Write out every entry below verbatim, leaving out the pictures.

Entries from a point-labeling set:
---

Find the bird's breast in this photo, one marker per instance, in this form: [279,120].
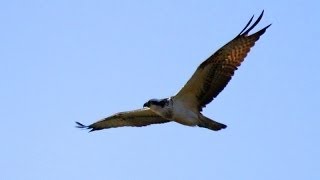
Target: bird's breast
[184,115]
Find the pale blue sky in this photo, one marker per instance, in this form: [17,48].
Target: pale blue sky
[67,61]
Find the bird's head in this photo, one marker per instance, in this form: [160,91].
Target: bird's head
[156,102]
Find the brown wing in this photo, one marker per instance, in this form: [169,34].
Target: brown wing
[213,75]
[136,118]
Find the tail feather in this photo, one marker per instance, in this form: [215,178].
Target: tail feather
[211,124]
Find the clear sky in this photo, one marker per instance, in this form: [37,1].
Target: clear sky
[66,61]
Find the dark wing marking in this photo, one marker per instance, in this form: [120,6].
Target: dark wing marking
[136,118]
[212,76]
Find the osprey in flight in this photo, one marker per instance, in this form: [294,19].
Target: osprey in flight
[205,84]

---

**EXERCISE OUTPUT:**
Find the bird's breast in this photo, one marker per instance, in this form: [279,120].
Target: bird's breast
[184,115]
Find the pale blue sky in this photo, one marker per instance, in this form: [17,48].
Target: pale blue sky
[67,61]
Find the bird's head in this photo, one marker per instance, in this form: [160,91].
Target: bird's head
[156,102]
Find the brown wing in this photo, one marker per instance, in this form: [169,34].
Target: brown wing
[213,75]
[136,118]
Find the tail feather in this photo, one marker per instance, in this form: [215,178].
Target: tail feather
[211,124]
Find the clear sky in this photo, one marker per instance, in this form: [37,1].
Target: clear sky
[66,61]
Find the dark wing marking in this photo, one marker per instance, in this form: [120,6].
Target: dark wing marking
[136,118]
[212,76]
Find the osprey in flight in this photo, one marker per instance, in this form: [294,19].
Target: osprey in flight
[205,84]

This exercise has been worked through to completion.